What is needed -
Please go line by line and repeat the data below exactly, with no images.

*** Opening of Exercise data ***

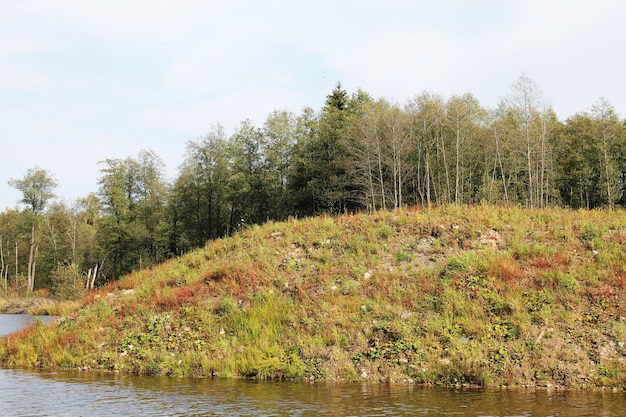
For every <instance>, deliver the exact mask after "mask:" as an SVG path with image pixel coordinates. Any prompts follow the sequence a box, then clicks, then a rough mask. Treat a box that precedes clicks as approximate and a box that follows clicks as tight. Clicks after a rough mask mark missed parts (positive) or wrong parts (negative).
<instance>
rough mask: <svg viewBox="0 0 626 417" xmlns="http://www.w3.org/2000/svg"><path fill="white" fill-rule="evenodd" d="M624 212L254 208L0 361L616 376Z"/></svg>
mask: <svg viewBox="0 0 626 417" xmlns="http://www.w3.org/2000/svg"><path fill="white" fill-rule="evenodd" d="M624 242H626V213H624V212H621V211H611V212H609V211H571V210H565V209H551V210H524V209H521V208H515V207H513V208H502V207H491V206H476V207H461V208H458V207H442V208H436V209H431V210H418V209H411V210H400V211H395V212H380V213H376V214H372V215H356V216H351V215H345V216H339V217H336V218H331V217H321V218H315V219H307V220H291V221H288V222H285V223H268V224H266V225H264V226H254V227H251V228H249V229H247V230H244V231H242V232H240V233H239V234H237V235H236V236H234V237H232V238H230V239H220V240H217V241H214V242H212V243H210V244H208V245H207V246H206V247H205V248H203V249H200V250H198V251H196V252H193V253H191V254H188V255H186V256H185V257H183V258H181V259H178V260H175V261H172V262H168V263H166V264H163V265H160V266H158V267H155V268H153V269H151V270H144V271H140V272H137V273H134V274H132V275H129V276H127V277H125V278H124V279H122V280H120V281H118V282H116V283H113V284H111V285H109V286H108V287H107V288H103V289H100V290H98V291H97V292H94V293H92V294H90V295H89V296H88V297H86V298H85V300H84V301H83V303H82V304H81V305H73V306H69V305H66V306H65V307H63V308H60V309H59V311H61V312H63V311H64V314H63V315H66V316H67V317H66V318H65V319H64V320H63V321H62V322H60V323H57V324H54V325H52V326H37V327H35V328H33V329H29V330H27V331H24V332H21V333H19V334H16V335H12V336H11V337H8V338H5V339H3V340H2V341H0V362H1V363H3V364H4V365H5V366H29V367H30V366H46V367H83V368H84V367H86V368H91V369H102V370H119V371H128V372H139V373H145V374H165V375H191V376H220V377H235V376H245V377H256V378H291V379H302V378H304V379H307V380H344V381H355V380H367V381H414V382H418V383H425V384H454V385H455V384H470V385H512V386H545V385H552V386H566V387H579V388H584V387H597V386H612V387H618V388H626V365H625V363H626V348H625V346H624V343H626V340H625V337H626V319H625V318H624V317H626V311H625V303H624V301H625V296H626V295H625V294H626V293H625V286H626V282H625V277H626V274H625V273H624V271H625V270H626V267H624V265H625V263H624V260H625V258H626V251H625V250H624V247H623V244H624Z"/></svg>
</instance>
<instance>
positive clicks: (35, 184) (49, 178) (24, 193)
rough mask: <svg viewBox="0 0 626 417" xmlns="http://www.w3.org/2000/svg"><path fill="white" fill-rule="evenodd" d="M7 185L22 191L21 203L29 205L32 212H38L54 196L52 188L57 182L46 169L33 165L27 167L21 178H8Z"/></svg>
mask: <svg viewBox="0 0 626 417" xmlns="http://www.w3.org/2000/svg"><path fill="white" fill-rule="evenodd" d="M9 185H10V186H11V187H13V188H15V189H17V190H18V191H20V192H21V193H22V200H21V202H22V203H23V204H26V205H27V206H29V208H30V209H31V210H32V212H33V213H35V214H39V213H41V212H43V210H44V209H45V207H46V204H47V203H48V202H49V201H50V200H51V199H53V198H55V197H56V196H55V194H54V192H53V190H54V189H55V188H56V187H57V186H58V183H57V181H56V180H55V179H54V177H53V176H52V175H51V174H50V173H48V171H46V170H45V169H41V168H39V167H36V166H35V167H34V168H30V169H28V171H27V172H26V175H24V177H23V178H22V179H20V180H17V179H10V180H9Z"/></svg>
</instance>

*** Close of Exercise data ***

Exercise output -
For every <instance>, deliver the exact mask after "mask:" as an SVG path with image pixel coordinates. Any prompts follow the sequence a box, then clicks, then a rough mask. Treat a box that precedes clicks as approximate and a box that follows clicks as tight. Clicks after a rough mask mark missed parts (positive) or wrong parts (negative).
<instance>
rough mask: <svg viewBox="0 0 626 417" xmlns="http://www.w3.org/2000/svg"><path fill="white" fill-rule="evenodd" d="M624 212L254 208L0 361L616 376Z"/></svg>
mask: <svg viewBox="0 0 626 417" xmlns="http://www.w3.org/2000/svg"><path fill="white" fill-rule="evenodd" d="M624 242H626V213H624V212H621V211H611V212H609V211H571V210H565V209H551V210H524V209H521V208H515V207H513V208H502V207H491V206H476V207H461V208H458V207H442V208H436V209H431V210H418V209H411V210H400V211H395V212H380V213H376V214H372V215H356V216H351V215H345V216H339V217H336V218H331V217H321V218H315V219H307V220H291V221H288V222H285V223H268V224H266V225H264V226H254V227H251V228H249V229H247V230H244V231H242V232H240V233H239V234H237V235H236V236H234V237H232V238H230V239H220V240H217V241H214V242H212V243H210V244H208V245H207V246H206V247H205V248H203V249H200V250H198V251H196V252H193V253H191V254H188V255H186V256H185V257H183V258H181V259H178V260H175V261H172V262H168V263H166V264H163V265H160V266H158V267H155V268H153V269H151V270H144V271H140V272H137V273H134V274H132V275H129V276H127V277H125V278H124V279H122V280H120V281H118V282H116V283H113V284H111V285H109V286H108V287H107V288H103V289H100V290H98V291H97V292H94V293H92V294H90V295H89V296H88V297H86V298H85V300H84V301H83V303H82V304H81V305H73V306H69V305H66V306H65V307H63V308H60V309H59V311H61V312H63V311H64V314H63V315H66V316H67V317H66V318H65V319H64V320H63V321H62V322H60V323H57V324H54V325H52V326H37V327H35V328H33V329H29V330H27V331H24V332H21V333H19V334H16V335H12V336H11V337H8V338H5V339H3V340H2V341H0V362H1V363H3V364H4V365H5V366H29V367H30V366H46V367H83V368H84V367H86V368H91V369H102V370H119V371H128V372H139V373H145V374H165V375H191V376H220V377H235V376H245V377H256V378H291V379H302V378H304V379H307V380H344V381H355V380H367V381H414V382H418V383H425V384H454V385H455V384H470V385H512V386H545V385H552V386H566V387H579V388H584V387H597V386H612V387H618V388H626V365H625V363H626V348H625V346H624V343H626V340H625V337H626V319H625V318H624V317H626V311H625V303H624V301H625V296H626V295H625V294H626V293H625V286H626V282H625V277H626V274H625V273H624V271H625V270H626V267H624V265H625V263H624V260H625V258H626V251H625V250H624V247H623V244H624Z"/></svg>
</instance>
<instance>
positive clicks: (35, 184) (49, 178) (24, 193)
rough mask: <svg viewBox="0 0 626 417" xmlns="http://www.w3.org/2000/svg"><path fill="white" fill-rule="evenodd" d="M7 185L22 191L21 203L29 205L32 212H38L54 196L52 188L57 182L46 169L33 165L27 167L21 178H8Z"/></svg>
mask: <svg viewBox="0 0 626 417" xmlns="http://www.w3.org/2000/svg"><path fill="white" fill-rule="evenodd" d="M9 185H10V186H11V187H13V188H15V189H17V190H18V191H20V192H21V193H22V200H21V202H22V203H23V204H26V205H27V206H29V208H30V209H31V210H32V212H33V213H35V214H39V213H41V212H43V210H44V209H45V207H46V204H47V203H48V202H49V201H50V200H51V199H53V198H55V197H56V196H55V194H54V192H53V190H54V189H55V188H56V187H57V186H58V183H57V181H56V180H55V179H54V177H53V176H52V175H51V174H50V173H48V171H46V170H45V169H41V168H39V167H36V166H35V167H34V168H30V169H28V171H27V172H26V175H24V177H23V178H22V179H20V180H17V179H10V180H9Z"/></svg>
</instance>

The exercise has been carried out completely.